- TASK ITEM: All of the records below are to be output exactly; no image belongs in the result.

[GIVEN RECORDS]

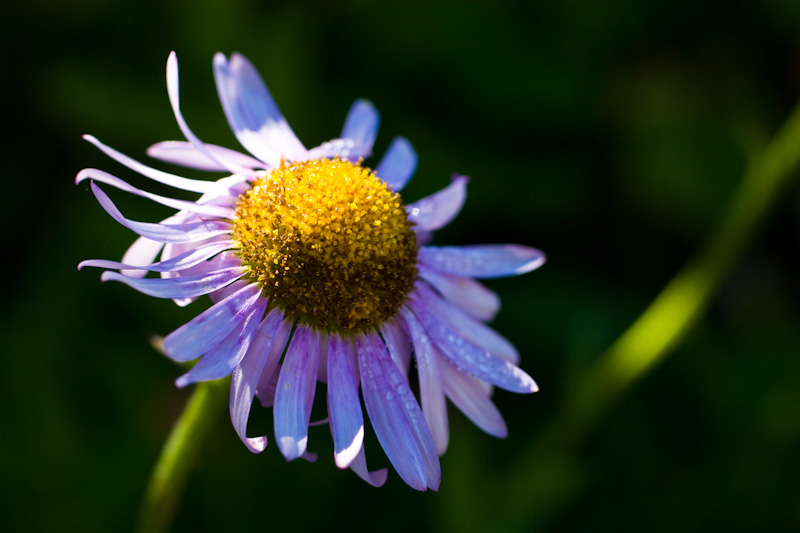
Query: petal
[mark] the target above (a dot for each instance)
(359, 466)
(174, 100)
(245, 378)
(397, 164)
(467, 327)
(194, 207)
(482, 261)
(156, 175)
(177, 263)
(431, 392)
(396, 417)
(207, 329)
(470, 358)
(225, 356)
(143, 251)
(179, 287)
(184, 154)
(466, 393)
(344, 406)
(268, 380)
(190, 232)
(397, 343)
(252, 113)
(466, 293)
(296, 384)
(438, 209)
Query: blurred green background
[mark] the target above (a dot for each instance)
(609, 134)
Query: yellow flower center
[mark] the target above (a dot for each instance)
(329, 242)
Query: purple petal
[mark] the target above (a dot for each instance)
(295, 393)
(344, 406)
(225, 356)
(397, 343)
(162, 177)
(467, 327)
(174, 99)
(398, 164)
(470, 358)
(466, 293)
(166, 233)
(184, 154)
(438, 209)
(183, 205)
(268, 381)
(431, 393)
(482, 261)
(466, 393)
(143, 251)
(396, 417)
(252, 113)
(359, 466)
(183, 287)
(181, 262)
(207, 329)
(245, 378)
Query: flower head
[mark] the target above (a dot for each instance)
(317, 271)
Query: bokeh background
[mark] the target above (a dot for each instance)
(609, 134)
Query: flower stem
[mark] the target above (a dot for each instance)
(178, 454)
(551, 474)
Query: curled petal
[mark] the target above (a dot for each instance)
(225, 356)
(207, 329)
(438, 209)
(185, 154)
(482, 261)
(174, 264)
(244, 378)
(252, 112)
(164, 233)
(471, 358)
(194, 207)
(466, 293)
(295, 393)
(396, 417)
(156, 175)
(174, 99)
(398, 164)
(183, 287)
(344, 406)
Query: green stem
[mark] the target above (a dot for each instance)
(178, 455)
(551, 474)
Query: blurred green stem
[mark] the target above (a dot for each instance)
(178, 456)
(550, 473)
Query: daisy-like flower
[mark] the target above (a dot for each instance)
(318, 272)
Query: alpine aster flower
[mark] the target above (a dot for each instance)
(318, 272)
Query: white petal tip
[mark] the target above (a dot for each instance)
(256, 444)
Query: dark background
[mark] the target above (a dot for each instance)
(609, 134)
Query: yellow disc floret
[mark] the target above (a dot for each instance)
(329, 242)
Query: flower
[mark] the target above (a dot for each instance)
(318, 272)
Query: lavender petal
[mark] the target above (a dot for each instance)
(209, 328)
(438, 209)
(344, 406)
(183, 287)
(398, 164)
(482, 261)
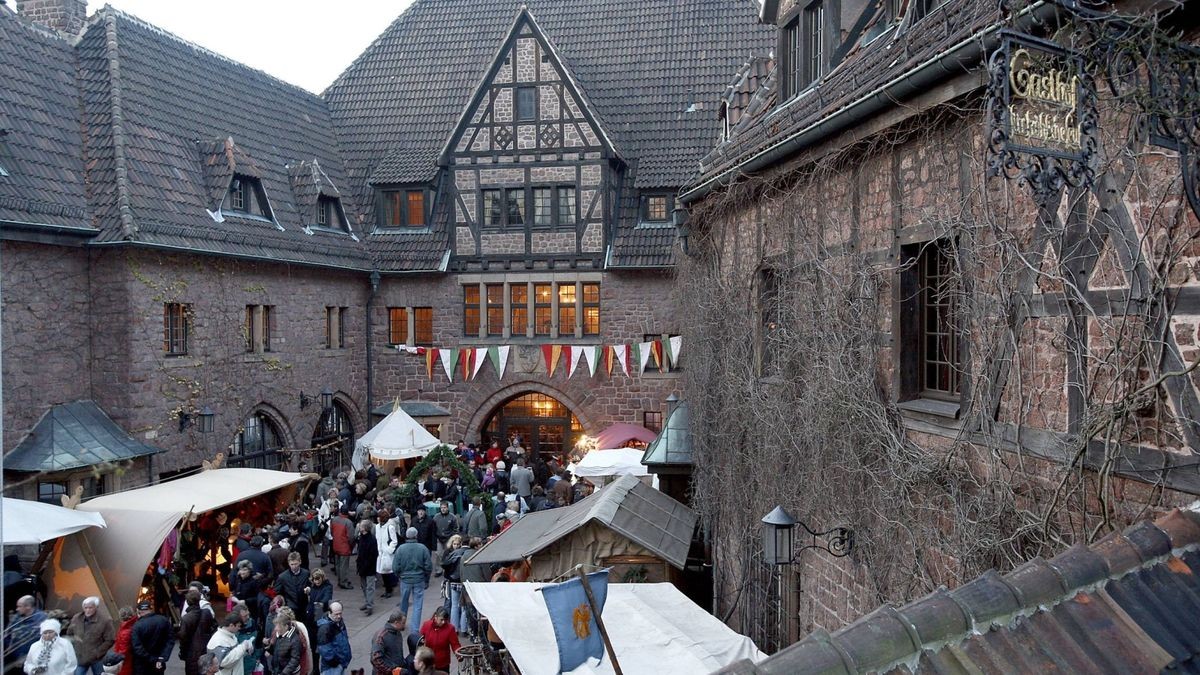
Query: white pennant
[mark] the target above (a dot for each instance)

[/GIVEN RECORDS]

- EXERCISE RESULT:
Query: petal
[mark] the target above (a dot for each instance)
(359, 466)
(174, 100)
(245, 378)
(397, 164)
(467, 327)
(194, 207)
(482, 261)
(156, 175)
(177, 263)
(431, 392)
(396, 417)
(207, 329)
(470, 358)
(225, 356)
(143, 251)
(179, 287)
(184, 154)
(466, 393)
(344, 406)
(268, 380)
(190, 232)
(397, 343)
(252, 113)
(466, 293)
(296, 384)
(438, 209)
Query: blurred green background
[mark] the target above (a dot for each instance)
(609, 134)
Query: yellow flower center
[mark] the target above (a dot for each instance)
(329, 242)
Query: purple petal
[mark] the target above (a dot for each instance)
(295, 393)
(344, 406)
(225, 356)
(397, 343)
(162, 177)
(467, 327)
(174, 99)
(398, 164)
(470, 358)
(466, 293)
(166, 233)
(184, 154)
(438, 209)
(183, 205)
(268, 381)
(431, 393)
(482, 261)
(466, 393)
(143, 251)
(396, 417)
(252, 113)
(359, 466)
(183, 287)
(181, 262)
(207, 329)
(245, 378)
Query: flower head
[mark] the target above (a dot for each instance)
(317, 271)
Query: bokeh background
[mark] the target above (a dot for each instance)
(609, 134)
Query: flower stem
[mark] the target above (a dot for each instance)
(178, 454)
(551, 474)
Query: curled petal
[mark] the target above (a dot for each instance)
(225, 356)
(207, 329)
(438, 209)
(185, 154)
(482, 261)
(174, 264)
(244, 378)
(252, 112)
(164, 233)
(471, 358)
(194, 207)
(466, 293)
(295, 393)
(396, 417)
(156, 175)
(174, 99)
(398, 164)
(183, 287)
(344, 406)
Query: green stem
[mark] the target above (a dot for each instance)
(178, 455)
(551, 474)
Query: blurred green stem
[mark] the target above (a dot for each instance)
(178, 456)
(550, 473)
Query: daisy-like flower
[mark] the target above (a dot for each instance)
(318, 272)
Query: alpine aster flower
[mark] the target above (a dot for each instance)
(318, 272)
Query: white petal tip
[mark] the target above (a dot for each instance)
(256, 444)
Query: dark background
[mark] the target above (a dot for each instance)
(609, 134)
Query: yellow disc floret
[mark] the target above (a dot for each instance)
(329, 242)
Query: flower
[mark] the target above (a dot for each instance)
(318, 272)
Query: lavender petal
[mark] the target above (a dot for each instance)
(209, 328)
(438, 209)
(344, 406)
(183, 287)
(398, 164)
(482, 261)
Query: white pennant
[mark] the target above (a dot for each instance)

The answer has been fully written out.